- **SUPPLIED INFORMATION**
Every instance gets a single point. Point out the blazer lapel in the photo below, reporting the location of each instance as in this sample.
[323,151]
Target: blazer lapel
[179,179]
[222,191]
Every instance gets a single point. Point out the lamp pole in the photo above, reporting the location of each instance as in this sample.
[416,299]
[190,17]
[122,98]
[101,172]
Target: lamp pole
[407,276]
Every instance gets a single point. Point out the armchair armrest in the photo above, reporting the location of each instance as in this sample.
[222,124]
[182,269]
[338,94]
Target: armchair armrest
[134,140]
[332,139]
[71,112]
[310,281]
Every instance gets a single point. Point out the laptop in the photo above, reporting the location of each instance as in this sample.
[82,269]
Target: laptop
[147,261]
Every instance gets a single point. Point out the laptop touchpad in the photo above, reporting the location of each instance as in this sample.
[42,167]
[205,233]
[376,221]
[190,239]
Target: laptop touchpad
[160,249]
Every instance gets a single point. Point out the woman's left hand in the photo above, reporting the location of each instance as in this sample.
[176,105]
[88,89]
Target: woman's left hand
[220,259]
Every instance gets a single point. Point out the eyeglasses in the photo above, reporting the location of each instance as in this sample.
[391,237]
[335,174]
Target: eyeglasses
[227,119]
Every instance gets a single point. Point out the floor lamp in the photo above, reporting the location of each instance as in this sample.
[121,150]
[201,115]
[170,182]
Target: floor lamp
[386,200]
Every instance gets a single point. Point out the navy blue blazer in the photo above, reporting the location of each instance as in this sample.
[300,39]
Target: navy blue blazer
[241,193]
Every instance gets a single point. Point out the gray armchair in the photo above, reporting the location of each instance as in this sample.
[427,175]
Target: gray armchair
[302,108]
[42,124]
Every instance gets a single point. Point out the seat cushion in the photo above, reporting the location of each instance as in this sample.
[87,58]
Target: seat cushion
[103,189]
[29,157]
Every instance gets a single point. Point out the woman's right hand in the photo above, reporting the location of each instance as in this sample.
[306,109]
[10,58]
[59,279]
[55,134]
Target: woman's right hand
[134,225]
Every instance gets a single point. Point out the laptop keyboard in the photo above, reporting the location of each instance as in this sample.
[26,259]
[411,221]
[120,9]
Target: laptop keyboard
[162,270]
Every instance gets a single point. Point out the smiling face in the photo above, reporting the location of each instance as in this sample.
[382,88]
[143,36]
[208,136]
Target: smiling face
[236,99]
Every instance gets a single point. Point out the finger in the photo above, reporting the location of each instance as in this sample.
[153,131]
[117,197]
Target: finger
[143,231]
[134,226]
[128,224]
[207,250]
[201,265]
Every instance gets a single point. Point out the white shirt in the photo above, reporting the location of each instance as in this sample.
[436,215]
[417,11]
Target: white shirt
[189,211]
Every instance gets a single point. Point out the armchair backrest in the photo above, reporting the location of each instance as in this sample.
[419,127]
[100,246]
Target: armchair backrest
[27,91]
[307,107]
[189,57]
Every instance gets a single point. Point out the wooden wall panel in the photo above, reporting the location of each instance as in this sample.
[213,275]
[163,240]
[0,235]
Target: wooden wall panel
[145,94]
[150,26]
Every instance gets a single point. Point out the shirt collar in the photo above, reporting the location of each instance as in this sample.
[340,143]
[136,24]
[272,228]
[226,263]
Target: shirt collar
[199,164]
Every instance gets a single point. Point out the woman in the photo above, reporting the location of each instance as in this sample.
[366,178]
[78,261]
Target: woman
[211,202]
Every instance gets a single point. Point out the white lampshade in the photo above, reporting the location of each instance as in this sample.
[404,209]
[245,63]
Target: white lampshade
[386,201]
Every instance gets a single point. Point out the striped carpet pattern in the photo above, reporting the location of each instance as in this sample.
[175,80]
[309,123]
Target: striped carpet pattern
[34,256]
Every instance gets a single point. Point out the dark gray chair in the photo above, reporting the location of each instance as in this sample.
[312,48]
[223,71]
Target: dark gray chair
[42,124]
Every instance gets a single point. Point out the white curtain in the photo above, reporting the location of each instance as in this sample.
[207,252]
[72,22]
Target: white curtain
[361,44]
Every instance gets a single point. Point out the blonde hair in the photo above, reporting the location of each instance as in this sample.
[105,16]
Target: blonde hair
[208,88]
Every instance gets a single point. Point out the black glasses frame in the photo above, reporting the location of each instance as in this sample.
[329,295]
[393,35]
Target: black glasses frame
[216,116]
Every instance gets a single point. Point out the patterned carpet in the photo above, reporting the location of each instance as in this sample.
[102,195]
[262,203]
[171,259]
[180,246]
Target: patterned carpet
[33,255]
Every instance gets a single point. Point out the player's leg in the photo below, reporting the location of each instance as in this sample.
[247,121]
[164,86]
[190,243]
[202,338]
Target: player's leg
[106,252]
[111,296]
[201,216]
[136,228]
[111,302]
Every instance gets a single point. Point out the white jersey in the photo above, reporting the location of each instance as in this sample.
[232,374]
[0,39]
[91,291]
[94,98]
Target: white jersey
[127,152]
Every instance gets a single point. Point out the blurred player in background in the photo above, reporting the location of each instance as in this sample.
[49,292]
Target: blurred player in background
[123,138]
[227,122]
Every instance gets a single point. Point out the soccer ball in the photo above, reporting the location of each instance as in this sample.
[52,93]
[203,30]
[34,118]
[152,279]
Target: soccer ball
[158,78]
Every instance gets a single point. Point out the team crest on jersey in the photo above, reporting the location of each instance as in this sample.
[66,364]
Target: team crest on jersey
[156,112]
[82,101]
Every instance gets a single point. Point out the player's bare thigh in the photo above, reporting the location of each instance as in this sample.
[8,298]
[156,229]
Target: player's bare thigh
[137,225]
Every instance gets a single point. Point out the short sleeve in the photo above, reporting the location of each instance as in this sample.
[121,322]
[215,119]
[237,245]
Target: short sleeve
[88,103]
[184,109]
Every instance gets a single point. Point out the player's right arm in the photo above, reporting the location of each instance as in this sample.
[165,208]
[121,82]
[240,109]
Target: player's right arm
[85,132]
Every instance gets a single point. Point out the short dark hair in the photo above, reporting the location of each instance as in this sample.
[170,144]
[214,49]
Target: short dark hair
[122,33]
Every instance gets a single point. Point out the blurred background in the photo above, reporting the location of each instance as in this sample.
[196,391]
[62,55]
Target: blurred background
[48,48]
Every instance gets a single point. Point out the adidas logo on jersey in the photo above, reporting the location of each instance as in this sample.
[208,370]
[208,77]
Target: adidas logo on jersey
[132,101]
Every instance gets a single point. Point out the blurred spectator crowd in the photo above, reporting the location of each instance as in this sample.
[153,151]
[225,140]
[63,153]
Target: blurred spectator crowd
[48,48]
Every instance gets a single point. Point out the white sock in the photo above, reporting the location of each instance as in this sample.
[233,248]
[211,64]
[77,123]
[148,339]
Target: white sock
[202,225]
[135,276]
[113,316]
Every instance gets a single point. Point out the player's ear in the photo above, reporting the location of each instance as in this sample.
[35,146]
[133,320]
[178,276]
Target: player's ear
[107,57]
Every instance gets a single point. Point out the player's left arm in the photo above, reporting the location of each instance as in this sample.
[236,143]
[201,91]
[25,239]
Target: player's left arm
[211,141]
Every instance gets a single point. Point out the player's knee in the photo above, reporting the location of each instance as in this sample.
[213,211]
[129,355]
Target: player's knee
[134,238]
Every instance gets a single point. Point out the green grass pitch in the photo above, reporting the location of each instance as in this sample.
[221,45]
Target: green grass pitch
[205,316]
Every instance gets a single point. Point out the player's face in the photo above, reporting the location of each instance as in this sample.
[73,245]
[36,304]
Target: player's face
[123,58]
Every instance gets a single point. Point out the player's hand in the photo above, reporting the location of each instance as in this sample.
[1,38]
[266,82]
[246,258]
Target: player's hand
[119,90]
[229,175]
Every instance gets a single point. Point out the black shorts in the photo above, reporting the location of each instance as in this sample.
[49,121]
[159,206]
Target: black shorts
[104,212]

- **STATED PROBLEM**
Quote each line of the listing above exactly.

- **FINAL RESULT**
Every instance gets a single point. Point out the blazer lapel in the photo below, reporting the location of each instance as in this sample.
[323,151]
Target: blazer lapel
[179,179]
[222,191]
Every instance gets a single point. Point out the lamp pole in the photo above, reporting the location of each instance as in this sample.
[416,299]
[190,17]
[122,98]
[101,172]
Target: lamp pole
[407,276]
Every instance gets a single point. Point out the armchair armrest in the photo above, reporting the location of each instance as in this sample.
[222,124]
[182,269]
[338,94]
Target: armchair armrest
[134,140]
[332,139]
[71,112]
[310,281]
Every instance gets a single point. Point out the laptop in the photo above, reporting the location of each instance as in this sample.
[82,269]
Target: laptop
[147,261]
Every instance gets a single point. Point out the laptop touchpad in the photo above, reporting the location of each instance as in this sample.
[42,167]
[205,233]
[376,221]
[190,239]
Target: laptop touchpad
[160,249]
Every instance gets a single point. Point out the woman's left hand in the photo above, reporting the location of each instance as in this sample.
[176,105]
[88,89]
Target: woman's left hand
[220,259]
Every instance gets a single point. Point out the eyeglasses in the photo above, reporting the location of each instance as in this sample.
[391,237]
[335,174]
Target: eyeglasses
[227,119]
Every instance gets a single point. Point out the floor lamp in the photo above, reporting the location of each instance as in this sample.
[121,150]
[201,115]
[170,182]
Target: floor lamp
[386,200]
Every instance gets a single point. Point out the navy blue blazer in the photo above, reporting the location of each instance as in this sample.
[300,39]
Target: navy blue blazer
[241,193]
Every instance gets a single point. Point out the gray armchair in the photo above, reporting the location of each instance as in this sample.
[427,175]
Target: gray armchair
[302,108]
[42,124]
Every instance gets a single point. Point out the seat cushion in the photo above, reporting the location of each instance as in this sample.
[87,58]
Target: seat cushion
[103,189]
[29,157]
Every instance gets a single point. Point out the woman's right hand in the photo above, reporting the location of each instance as in this sample.
[306,109]
[10,58]
[59,279]
[55,134]
Target: woman's right hand
[134,225]
Every instance gets a single point. Point out the laptop keyboard in the photo above, reporting the location of each instance as in this sample.
[26,259]
[411,221]
[120,9]
Target: laptop keyboard
[162,270]
Every instance gets a single point. Point out the smiling face in the photo above, reporting the location of each instance as in this sample.
[382,88]
[143,36]
[208,136]
Target: smiling face
[236,99]
Every instance gets a single point. Point out the finger in the photo above, reporting the location of each instance as in this sample.
[153,131]
[117,197]
Target: finger
[143,231]
[134,226]
[128,224]
[207,250]
[201,265]
Every instance gets a single point. Point out the white shirt in the photo above, reporting the location of each instance as in this sample.
[436,215]
[417,11]
Target: white shirt
[189,211]
Every instance gets a single point. Point out the armchair backrest in the photo above, reporting the location of each instance as in this sample.
[419,127]
[100,246]
Target: armchair backrest
[27,91]
[307,107]
[189,57]
Every instance gets a single point. Point out the wooden wall panel in the photo above, reporting the location of each instance as in this sample.
[213,275]
[163,240]
[0,235]
Target: wooden wall panel
[145,94]
[150,26]
Every instance gets a single point. Point out the shirt collar in the photo above, reporting the location of each instance as in this sample.
[340,143]
[136,24]
[272,228]
[226,263]
Target: shirt collar
[199,164]
Every instance gets a single point. Point out the woman in the photo above, reporting the location of each instance as in this sample.
[366,178]
[78,261]
Target: woman
[211,202]
Every instance gets a single point. Point out the white lampshade in the photo above, reporting the location of each instance as in this sample.
[404,209]
[245,63]
Target: white lampshade
[386,201]
Every instance gets a single point. Point out the striped carpet pattern in the photo above, reporting the location of each instance as in this sample.
[175,80]
[309,123]
Target: striped carpet pattern
[34,256]
Every instance gets a single point. Point out the dark gray chair in the photo above, reporting the location of each instance as in this sample.
[312,48]
[223,71]
Target: dark gray chair
[42,124]
Every instance gets a single point. Point out the white curtain in the photo above, reporting the location of each instance as in this sample.
[207,252]
[72,22]
Target: white curtain
[361,44]
Every instance gets a single point. Point out the blonde hair in the photo above, reporting the location of each instance as in this sample.
[105,16]
Target: blonde hair
[208,88]
Every instance gets a single point. Point out the black glasses frame in the photo above, reporting the location of each instance as in this sample.
[329,295]
[393,35]
Target: black glasses frame
[216,116]
Every instance gets a single point. Point out the patterned carpet in the photo above, reporting the location of each instance as in this sample.
[102,195]
[262,203]
[171,259]
[180,246]
Target: patterned carpet
[33,255]
Every instance gets a single point. Point out the player's leg in the photo below, reporting the location of each instance as in this sample.
[247,121]
[164,86]
[190,243]
[202,338]
Target: player's leg
[106,252]
[111,296]
[201,216]
[136,228]
[111,302]
Every instance gets a single point. Point out the white jersey in the photo above, reporting the location of each instance as in this sample.
[232,374]
[0,39]
[91,291]
[94,98]
Target: white jersey
[127,152]
Every instance gets a single point. Point out the blurred player in background in the photo above, reporting the location of each instance as in this sample.
[49,292]
Target: blurred player in background
[123,138]
[227,122]
Every instance gets a single point. Point out the soccer ball in the photo above, reporting the location of each instance as in this sample.
[52,93]
[203,30]
[34,118]
[152,279]
Target: soccer ball
[158,78]
Every instance gets a single point. Point out the team crest on jersey in the photo above, reporting the location of each instance as in this sample.
[66,364]
Target: team crest on jersey
[156,112]
[82,101]
Every instance gets a single point. Point out the player's bare thigh in the photo above, reporting the location of each instance as in this sample.
[8,298]
[156,229]
Target: player's bare thigh
[137,225]
Every instance gets a single point. Point out the short sleeve in the photo above, reporting the location of each instance as in this sample.
[121,322]
[215,119]
[237,245]
Target: short sleeve
[88,103]
[184,109]
Every instance gets a single point. Point out the player's right arm in the photo above, reporting the location of each instance as in this sample.
[165,208]
[121,82]
[240,109]
Target: player's right arm
[85,132]
Every instance gets a single point. Point out the short dark hair in the photo above, reporting the location of each instance as in this sample.
[170,144]
[214,49]
Target: short dark hair
[122,33]
Every instance gets a single point. Point out the blurred background in the photo above, reporting the location of each instance as in this sample.
[196,391]
[62,55]
Target: blurred background
[48,48]
Every instance gets a single point. Point out the adidas logo on jersey in the photo above, reporting the location of each instance as in this sample.
[208,370]
[208,77]
Target: adidas logo on jersey
[132,101]
Every instance gets a single point. Point out the blurred spectator crowd in the photo above, reporting the location of each instance as in this sample.
[153,151]
[225,140]
[63,153]
Target: blurred spectator crowd
[48,48]
Every instance gets a single point. Point out the white sock in the photo above, reporting the location of each instance as in this sample.
[233,248]
[211,64]
[77,123]
[148,339]
Target: white sock
[202,225]
[135,276]
[113,316]
Every instance gets a single point. Point out the player's ear in the photo above, reporting the location of each instance as in this sample.
[35,146]
[133,320]
[178,276]
Target: player's ear
[107,57]
Every instance gets a single point. Point out the player's left arm in the photo above, reporting the location of each instance as in this sample.
[236,143]
[201,91]
[25,239]
Target: player's left arm
[211,141]
Every instance gets a single point. Point out the player's knee in the photo above, reporting the location of each instance as in this sample.
[213,211]
[129,355]
Target: player's knee
[134,238]
Every instance gets a single point. Point out the green grass pitch in the photo above, reporting the location of each instance as in this sample.
[221,45]
Target: green grass pitch
[205,316]
Every instance gets a single point. Point out the player's face in the photo above, reporting the location of each instance as in this sample.
[73,245]
[36,304]
Target: player's face
[123,58]
Every instance gets a single point. Point out the player's hand in the photo above, reporting the location of each instance as in this sample.
[1,38]
[266,82]
[246,258]
Target: player's hand
[119,90]
[229,175]
Every instance gets a single point. Point out the black shorts in the photo above, reporting the location of each instance as in this sample.
[49,121]
[159,206]
Target: black shorts
[104,212]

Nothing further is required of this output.